Admittedly, it didn’t take much to impress my naive, pre-teenage self. Most kids my age found televised refuge in Courage the Cowardly Dog, iCarly or MadTV (if you had cool parents). My Saturday-morning fix was Man vs. Food, a hugely popular cable program that followed Richman across the country in search of our land’s most daunting food challenges. 

I remember some of Richman’s victories fondly, like the abhorrent 72-ounce steak at The Big Texan in Amarillo, or the borderline illegal spicy phaal at Brick Lane Curry House in New York City. His failures, however, made just as much of a mark: The tastefully named “Fire in Your Hole” competition at Munchies 420 Cafe in Sarasota, Florida, and the “Winginator” Challenge (formerly known as the Wing King Challenge), the latter of which I stumbled upon on YouTube this past month. In the clip, a tin bucket piled high with wings is kicking Richman’s ass. Halfway through, a man in a Colorado Buffaloes shirt enters the shot to offer Richman staged moral support, a pep talk that would prove futile — Richman fell 14 wings short. The key detail, however, was the man in the Buffs shirt. 

The Winginator challenge takes place here in Boulder at West End Tavern, right under my nose, and I hadn’t realized it until this summer. Upon discovering this news, a 13-year-old, prepubescent voice called out to me: Tackle what Richman couldn’t. I was going to conquer Boulder’s premier food challenge.

--- SET EXERCISE 1 ---
Reproduce the Man vs. Food passage verbatim from "I remember some" to "the Buffs shirt.".

--- RECORDS FOR THE EXERCISE ---
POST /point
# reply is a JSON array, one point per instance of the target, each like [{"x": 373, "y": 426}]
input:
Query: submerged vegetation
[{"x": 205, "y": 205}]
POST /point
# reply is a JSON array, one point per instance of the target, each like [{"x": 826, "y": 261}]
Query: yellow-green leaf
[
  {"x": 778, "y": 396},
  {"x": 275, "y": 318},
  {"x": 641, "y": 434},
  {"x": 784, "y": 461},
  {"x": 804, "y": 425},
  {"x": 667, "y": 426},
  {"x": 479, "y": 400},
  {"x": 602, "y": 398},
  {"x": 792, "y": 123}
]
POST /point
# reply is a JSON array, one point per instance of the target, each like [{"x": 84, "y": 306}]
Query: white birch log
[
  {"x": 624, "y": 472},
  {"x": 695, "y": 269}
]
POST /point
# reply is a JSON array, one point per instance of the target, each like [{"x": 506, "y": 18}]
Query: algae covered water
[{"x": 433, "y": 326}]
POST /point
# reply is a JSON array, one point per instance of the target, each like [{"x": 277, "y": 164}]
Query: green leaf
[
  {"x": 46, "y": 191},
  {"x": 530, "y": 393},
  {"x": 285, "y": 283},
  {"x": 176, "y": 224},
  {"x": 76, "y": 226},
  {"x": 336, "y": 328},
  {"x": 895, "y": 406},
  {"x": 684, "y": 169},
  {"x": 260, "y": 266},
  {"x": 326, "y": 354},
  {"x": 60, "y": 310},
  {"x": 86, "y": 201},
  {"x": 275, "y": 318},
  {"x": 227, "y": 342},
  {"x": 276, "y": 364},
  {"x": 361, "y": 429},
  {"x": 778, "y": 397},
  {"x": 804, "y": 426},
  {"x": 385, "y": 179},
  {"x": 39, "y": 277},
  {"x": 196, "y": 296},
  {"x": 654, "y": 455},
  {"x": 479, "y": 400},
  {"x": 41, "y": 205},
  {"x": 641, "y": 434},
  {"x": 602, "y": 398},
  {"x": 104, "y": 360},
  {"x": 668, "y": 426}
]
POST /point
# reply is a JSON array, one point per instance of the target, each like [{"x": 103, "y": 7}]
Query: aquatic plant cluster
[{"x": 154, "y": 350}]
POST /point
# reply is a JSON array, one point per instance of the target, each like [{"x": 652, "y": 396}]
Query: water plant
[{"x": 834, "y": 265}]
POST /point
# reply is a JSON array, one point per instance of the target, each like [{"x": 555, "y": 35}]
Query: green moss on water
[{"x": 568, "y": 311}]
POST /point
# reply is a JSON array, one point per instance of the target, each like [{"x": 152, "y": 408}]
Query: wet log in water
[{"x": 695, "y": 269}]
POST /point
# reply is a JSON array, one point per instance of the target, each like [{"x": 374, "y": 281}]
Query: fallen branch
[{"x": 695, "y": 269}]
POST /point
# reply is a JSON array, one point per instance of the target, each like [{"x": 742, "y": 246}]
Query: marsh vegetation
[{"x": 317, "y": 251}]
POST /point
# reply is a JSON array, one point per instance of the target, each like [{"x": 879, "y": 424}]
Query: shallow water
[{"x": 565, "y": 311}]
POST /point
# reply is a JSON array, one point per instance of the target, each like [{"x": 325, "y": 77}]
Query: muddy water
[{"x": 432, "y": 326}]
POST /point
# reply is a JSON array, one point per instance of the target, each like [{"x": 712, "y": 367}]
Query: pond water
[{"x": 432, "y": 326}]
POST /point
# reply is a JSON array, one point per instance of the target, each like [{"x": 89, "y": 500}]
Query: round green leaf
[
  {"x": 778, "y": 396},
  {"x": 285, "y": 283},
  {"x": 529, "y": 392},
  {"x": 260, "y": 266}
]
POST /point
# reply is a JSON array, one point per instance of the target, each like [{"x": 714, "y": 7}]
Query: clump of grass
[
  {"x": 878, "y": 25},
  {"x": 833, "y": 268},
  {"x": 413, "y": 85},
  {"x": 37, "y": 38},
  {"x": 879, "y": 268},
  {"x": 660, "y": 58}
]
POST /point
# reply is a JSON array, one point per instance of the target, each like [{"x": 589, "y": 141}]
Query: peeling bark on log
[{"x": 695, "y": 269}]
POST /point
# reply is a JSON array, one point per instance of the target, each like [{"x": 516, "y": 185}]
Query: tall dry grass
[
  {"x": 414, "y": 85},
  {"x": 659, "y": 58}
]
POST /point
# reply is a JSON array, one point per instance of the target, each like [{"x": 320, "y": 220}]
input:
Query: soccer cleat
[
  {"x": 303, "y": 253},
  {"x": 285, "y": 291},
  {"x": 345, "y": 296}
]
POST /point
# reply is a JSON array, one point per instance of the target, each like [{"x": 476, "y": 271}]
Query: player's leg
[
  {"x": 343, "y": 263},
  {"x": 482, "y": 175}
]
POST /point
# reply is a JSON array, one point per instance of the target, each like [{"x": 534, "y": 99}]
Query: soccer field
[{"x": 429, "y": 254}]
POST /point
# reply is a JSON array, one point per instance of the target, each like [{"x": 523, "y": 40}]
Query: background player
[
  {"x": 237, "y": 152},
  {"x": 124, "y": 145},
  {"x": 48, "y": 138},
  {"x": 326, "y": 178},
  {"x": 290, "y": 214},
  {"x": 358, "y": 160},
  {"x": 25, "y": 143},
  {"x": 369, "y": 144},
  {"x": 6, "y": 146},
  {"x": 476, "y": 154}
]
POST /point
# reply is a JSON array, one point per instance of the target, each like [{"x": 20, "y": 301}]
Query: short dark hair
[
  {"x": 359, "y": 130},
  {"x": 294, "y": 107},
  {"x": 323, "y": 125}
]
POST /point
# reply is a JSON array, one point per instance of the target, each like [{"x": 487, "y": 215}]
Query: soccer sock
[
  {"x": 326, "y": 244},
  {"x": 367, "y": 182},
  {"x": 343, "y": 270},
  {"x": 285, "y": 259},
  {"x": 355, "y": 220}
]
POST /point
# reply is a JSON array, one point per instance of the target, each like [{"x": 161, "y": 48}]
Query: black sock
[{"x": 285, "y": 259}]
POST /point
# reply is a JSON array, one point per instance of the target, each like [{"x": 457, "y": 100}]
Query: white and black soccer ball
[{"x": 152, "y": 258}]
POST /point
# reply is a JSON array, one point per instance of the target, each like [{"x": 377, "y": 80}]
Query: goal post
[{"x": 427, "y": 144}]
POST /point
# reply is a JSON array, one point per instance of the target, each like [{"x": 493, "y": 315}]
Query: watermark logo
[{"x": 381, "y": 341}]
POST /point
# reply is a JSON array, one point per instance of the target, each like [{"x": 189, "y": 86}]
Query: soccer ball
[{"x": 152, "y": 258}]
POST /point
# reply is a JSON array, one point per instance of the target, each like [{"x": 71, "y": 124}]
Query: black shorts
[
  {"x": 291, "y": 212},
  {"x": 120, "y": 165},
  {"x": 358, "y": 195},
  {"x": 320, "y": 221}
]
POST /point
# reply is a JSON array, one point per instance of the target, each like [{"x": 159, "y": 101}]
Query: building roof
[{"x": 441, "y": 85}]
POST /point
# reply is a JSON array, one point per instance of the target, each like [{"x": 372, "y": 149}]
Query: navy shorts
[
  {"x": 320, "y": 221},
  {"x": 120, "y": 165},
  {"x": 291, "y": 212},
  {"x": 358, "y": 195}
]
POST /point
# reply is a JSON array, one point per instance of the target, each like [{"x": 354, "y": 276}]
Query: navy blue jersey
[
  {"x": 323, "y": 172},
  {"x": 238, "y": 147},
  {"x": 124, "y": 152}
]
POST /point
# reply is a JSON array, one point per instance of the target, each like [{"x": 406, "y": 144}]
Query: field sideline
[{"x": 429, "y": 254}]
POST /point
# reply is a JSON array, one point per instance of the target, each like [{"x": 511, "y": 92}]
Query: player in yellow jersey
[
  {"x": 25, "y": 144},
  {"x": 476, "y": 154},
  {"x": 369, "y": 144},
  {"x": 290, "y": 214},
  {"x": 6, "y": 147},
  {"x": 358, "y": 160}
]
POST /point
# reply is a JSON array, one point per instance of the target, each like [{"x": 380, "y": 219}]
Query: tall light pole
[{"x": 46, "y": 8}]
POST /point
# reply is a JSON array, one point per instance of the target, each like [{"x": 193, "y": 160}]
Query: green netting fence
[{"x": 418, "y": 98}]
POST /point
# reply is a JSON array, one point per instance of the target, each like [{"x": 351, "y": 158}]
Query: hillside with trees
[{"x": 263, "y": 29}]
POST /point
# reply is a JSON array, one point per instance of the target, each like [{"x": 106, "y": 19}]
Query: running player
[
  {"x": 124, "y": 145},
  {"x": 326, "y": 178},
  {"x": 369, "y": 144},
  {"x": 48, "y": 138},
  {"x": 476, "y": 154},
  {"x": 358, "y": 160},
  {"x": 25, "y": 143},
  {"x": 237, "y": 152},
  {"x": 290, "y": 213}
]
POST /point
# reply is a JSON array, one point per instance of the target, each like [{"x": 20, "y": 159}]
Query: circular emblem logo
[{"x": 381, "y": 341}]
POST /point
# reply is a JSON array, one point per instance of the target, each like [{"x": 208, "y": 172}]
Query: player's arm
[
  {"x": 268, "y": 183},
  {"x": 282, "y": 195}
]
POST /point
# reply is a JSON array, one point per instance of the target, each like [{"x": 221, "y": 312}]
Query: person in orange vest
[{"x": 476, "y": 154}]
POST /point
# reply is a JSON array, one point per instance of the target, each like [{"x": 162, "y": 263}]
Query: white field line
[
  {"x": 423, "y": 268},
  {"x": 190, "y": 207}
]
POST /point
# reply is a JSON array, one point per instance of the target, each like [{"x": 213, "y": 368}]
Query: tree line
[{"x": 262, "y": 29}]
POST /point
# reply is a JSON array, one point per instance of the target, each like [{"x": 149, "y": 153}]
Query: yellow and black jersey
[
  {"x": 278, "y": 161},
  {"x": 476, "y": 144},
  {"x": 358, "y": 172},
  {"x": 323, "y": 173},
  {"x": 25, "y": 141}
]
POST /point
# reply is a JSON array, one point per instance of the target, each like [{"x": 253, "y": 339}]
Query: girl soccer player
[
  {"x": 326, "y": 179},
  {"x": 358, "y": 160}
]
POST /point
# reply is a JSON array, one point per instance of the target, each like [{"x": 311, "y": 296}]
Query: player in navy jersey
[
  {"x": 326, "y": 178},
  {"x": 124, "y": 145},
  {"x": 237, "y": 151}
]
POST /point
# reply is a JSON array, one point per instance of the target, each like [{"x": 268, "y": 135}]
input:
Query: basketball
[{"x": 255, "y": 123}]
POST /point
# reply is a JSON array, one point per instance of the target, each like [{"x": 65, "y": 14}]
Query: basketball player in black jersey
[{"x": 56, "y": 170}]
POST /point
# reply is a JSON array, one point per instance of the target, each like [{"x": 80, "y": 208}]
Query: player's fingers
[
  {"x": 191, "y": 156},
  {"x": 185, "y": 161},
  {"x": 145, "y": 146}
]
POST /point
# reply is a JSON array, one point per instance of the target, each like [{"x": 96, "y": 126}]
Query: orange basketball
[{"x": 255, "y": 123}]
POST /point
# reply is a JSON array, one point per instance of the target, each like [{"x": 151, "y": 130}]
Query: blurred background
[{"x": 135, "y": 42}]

--- SET EXERCISE 2 ---
Gather every line of the entries that contains the string "soccer".

--- COMPLETE OUTPUT 1 ---
I remember some of Richman’s victories fondly, like the abhorrent 72-ounce steak at The Big Texan in Amarillo, or the borderline illegal spicy phaal at Brick Lane Curry House in New York City. His failures, however, made just as much of a mark: The tastefully named “Fire in Your Hole” competition at Munchies 420 Cafe in Sarasota, Florida, and the “Winginator” Challenge (formerly known as the Wing King Challenge), the latter of which I stumbled upon on YouTube this past month. In the clip, a tin bucket piled high with wings is kicking Richman’s ass. Halfway through, a man in a Colorado Buffaloes shirt enters the shot to offer Richman staged moral support, a pep talk that would prove futile — Richman fell 14 wings short. The key detail, however, was the man in the Buffs shirt.

--- COMPLETE OUTPUT 2 ---
Query: soccer cleat
Query: soccer field
Query: soccer sock
Query: white and black soccer ball
Query: soccer ball
Query: girl soccer player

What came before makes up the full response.